==== Data supplied ====
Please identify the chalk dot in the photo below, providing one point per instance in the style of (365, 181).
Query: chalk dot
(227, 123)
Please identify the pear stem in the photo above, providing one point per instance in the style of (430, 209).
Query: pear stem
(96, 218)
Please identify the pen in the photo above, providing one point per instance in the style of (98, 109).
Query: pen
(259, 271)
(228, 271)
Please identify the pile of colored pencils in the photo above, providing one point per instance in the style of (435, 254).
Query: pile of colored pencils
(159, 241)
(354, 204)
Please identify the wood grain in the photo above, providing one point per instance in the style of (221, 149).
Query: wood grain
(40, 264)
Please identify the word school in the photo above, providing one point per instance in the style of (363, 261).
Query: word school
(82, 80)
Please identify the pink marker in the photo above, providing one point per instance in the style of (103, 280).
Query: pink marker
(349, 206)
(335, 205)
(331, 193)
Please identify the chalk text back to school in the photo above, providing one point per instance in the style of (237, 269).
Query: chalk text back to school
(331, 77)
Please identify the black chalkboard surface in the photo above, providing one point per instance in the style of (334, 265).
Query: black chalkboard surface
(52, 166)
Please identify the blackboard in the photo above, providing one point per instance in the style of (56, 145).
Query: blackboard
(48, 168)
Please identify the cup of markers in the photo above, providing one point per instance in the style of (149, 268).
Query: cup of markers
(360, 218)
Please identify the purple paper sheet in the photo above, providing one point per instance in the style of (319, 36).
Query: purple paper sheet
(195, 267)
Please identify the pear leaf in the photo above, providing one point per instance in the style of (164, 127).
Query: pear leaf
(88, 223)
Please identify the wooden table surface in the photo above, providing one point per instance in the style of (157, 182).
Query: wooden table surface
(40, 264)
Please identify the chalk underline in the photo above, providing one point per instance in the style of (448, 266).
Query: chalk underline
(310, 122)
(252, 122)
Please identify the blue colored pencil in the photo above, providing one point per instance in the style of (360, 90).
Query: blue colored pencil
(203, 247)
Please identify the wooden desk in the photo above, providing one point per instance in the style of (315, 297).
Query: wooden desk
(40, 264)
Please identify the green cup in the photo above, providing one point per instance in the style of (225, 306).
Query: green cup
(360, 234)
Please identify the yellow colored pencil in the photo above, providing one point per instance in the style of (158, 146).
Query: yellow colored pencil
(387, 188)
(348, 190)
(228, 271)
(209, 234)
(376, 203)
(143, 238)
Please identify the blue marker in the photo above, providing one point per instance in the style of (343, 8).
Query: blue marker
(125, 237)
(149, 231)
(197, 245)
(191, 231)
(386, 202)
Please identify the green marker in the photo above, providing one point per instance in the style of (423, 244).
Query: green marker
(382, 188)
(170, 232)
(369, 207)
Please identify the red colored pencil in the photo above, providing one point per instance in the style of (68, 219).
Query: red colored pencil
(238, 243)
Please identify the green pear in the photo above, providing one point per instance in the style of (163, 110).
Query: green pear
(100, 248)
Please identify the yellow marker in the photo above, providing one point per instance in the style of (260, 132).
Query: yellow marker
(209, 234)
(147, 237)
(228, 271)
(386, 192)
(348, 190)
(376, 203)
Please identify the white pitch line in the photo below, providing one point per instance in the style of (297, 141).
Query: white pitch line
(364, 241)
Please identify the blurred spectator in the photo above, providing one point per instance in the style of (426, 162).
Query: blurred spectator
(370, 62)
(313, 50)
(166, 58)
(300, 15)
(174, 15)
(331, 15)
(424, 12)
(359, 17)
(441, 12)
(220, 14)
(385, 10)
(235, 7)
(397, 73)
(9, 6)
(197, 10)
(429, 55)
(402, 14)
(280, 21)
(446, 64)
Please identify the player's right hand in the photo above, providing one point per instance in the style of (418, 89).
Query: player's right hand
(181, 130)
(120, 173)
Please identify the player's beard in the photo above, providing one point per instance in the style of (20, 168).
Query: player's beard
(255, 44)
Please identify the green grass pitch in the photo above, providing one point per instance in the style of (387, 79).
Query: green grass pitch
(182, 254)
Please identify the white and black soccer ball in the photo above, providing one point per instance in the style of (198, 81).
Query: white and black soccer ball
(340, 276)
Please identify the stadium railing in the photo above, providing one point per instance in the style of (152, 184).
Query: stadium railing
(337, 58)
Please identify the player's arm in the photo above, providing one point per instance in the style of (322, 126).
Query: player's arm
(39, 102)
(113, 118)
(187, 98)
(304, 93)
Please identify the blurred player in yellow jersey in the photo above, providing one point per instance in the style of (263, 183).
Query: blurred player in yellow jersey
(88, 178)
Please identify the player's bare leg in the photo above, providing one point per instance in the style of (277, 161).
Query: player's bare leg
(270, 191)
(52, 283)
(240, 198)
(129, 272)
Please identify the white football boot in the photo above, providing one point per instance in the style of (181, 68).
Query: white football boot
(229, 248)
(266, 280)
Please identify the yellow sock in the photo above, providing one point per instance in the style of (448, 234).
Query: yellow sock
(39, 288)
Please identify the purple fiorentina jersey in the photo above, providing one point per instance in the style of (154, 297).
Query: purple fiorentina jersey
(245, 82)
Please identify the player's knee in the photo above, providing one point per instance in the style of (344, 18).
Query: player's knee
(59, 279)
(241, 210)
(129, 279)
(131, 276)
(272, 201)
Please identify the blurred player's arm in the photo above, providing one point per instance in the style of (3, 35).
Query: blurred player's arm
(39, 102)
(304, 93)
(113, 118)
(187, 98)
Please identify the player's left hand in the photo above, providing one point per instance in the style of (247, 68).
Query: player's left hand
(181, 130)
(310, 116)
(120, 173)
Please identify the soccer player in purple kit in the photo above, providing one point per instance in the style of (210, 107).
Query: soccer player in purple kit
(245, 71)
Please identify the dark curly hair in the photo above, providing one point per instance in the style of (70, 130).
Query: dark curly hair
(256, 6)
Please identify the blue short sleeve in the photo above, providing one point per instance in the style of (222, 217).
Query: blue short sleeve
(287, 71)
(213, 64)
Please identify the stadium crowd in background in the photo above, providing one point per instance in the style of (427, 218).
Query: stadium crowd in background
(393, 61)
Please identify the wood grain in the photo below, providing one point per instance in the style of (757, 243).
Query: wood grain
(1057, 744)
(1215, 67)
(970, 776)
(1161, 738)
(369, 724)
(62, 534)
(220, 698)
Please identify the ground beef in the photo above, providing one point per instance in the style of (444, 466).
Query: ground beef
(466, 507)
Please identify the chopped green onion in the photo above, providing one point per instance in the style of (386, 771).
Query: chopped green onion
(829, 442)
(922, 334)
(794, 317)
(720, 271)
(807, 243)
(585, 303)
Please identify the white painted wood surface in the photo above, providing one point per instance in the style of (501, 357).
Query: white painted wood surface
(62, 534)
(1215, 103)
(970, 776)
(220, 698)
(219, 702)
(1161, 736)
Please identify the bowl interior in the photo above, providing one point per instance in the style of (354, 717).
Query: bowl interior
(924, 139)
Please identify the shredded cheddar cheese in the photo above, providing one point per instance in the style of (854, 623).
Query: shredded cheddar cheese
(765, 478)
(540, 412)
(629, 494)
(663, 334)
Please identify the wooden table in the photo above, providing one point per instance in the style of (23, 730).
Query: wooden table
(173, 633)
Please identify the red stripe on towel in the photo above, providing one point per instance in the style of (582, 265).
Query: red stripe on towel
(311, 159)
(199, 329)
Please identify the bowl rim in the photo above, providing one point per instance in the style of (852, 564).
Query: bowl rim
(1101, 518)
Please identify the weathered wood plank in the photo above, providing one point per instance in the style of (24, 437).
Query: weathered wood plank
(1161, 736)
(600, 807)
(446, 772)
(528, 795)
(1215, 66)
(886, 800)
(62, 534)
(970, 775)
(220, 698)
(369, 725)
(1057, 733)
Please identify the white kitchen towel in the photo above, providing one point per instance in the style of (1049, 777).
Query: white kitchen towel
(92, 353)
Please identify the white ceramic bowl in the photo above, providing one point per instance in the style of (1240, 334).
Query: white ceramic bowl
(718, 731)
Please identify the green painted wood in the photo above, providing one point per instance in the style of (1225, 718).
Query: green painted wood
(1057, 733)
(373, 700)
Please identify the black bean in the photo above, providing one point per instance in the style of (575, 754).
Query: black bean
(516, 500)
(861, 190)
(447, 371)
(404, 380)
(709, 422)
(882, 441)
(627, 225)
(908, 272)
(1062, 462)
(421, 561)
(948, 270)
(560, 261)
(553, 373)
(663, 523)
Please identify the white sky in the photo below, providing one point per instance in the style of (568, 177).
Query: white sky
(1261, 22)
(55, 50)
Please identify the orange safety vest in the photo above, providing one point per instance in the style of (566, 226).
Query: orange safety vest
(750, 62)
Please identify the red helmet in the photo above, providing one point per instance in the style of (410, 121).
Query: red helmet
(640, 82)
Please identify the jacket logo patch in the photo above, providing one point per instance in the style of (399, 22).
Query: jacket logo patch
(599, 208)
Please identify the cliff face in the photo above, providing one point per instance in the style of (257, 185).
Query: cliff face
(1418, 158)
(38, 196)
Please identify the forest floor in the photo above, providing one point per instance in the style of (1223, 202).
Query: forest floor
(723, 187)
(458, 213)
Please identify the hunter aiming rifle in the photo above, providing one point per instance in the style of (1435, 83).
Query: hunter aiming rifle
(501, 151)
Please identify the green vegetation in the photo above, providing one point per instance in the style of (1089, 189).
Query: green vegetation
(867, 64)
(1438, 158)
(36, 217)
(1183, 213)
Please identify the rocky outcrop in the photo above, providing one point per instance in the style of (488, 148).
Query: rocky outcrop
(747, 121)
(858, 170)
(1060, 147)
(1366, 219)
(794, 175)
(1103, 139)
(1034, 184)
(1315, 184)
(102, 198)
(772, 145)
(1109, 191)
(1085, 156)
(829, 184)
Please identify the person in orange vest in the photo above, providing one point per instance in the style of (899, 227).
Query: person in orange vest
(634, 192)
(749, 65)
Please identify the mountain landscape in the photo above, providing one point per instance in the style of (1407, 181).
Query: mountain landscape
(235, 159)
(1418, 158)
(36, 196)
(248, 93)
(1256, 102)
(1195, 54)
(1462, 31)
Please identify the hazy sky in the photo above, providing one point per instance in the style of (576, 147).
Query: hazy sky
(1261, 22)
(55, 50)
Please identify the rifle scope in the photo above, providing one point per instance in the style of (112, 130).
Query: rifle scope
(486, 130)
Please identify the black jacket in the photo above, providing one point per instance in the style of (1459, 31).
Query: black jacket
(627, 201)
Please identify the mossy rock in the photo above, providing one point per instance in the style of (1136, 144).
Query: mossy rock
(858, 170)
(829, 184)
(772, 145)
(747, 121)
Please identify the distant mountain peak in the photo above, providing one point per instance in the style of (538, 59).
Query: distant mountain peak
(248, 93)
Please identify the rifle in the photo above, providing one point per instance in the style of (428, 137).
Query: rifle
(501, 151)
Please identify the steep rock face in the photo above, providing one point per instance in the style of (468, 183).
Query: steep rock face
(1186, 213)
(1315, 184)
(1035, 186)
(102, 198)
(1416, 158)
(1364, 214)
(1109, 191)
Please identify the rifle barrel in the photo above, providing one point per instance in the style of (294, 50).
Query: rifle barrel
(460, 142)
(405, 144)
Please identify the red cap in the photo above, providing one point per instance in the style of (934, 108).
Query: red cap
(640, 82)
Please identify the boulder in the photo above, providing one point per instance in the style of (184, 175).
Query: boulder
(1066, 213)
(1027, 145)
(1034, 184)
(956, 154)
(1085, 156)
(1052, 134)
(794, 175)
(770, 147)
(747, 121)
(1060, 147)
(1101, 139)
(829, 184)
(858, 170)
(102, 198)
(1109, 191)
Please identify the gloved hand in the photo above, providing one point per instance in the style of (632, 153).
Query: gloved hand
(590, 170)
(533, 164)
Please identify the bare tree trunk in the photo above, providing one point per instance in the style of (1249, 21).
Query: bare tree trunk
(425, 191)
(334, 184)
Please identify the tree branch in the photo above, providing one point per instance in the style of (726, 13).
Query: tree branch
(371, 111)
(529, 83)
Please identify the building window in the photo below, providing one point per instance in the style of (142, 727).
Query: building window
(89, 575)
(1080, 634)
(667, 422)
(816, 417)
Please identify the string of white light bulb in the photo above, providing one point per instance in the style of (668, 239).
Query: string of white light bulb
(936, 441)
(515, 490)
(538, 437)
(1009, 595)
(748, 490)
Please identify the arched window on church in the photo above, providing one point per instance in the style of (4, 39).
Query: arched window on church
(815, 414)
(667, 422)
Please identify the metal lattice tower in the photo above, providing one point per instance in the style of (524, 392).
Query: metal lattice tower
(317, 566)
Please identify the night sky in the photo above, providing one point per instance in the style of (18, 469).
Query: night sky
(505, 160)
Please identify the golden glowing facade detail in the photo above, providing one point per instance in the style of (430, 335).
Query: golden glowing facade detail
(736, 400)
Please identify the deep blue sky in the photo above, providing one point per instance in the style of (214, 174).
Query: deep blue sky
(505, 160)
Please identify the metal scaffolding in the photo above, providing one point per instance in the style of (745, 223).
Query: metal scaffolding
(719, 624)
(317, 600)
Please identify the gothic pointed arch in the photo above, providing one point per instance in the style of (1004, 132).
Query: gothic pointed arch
====
#### Challenge:
Could you copy the records word for word, starting at the line containing "Please identify the arched" and running through the last line of the records?

#### The output:
Please identify the arched window on church in the photo above, providing one point per instance in the style of (4, 39).
Query: arched window on church
(815, 414)
(667, 422)
Please identify the metal lattice tower in the photo above, providing one point per instance in the style of (524, 392).
Query: metal lattice tower
(317, 566)
Please identify the night sky in the photo above, providing one point per instance in the style of (18, 469).
Query: night sky
(505, 160)
Please identify the golden glowing facade detail in the photo above, providing one point per instance in the style of (430, 335).
Query: golden glowing facade detail
(736, 400)
Please identify the deep blue sky in the photo above, providing one point per instance in the style of (214, 174).
Query: deep blue sky
(505, 160)
Please identify the metal scaffolding in the photo above, providing one point per instance in the style of (745, 223).
Query: metal scaffolding
(719, 624)
(317, 600)
Please identify the gothic pointed arch in the photo above, providing one point per instance in the style of (1004, 132).
Query: gothic pointed arch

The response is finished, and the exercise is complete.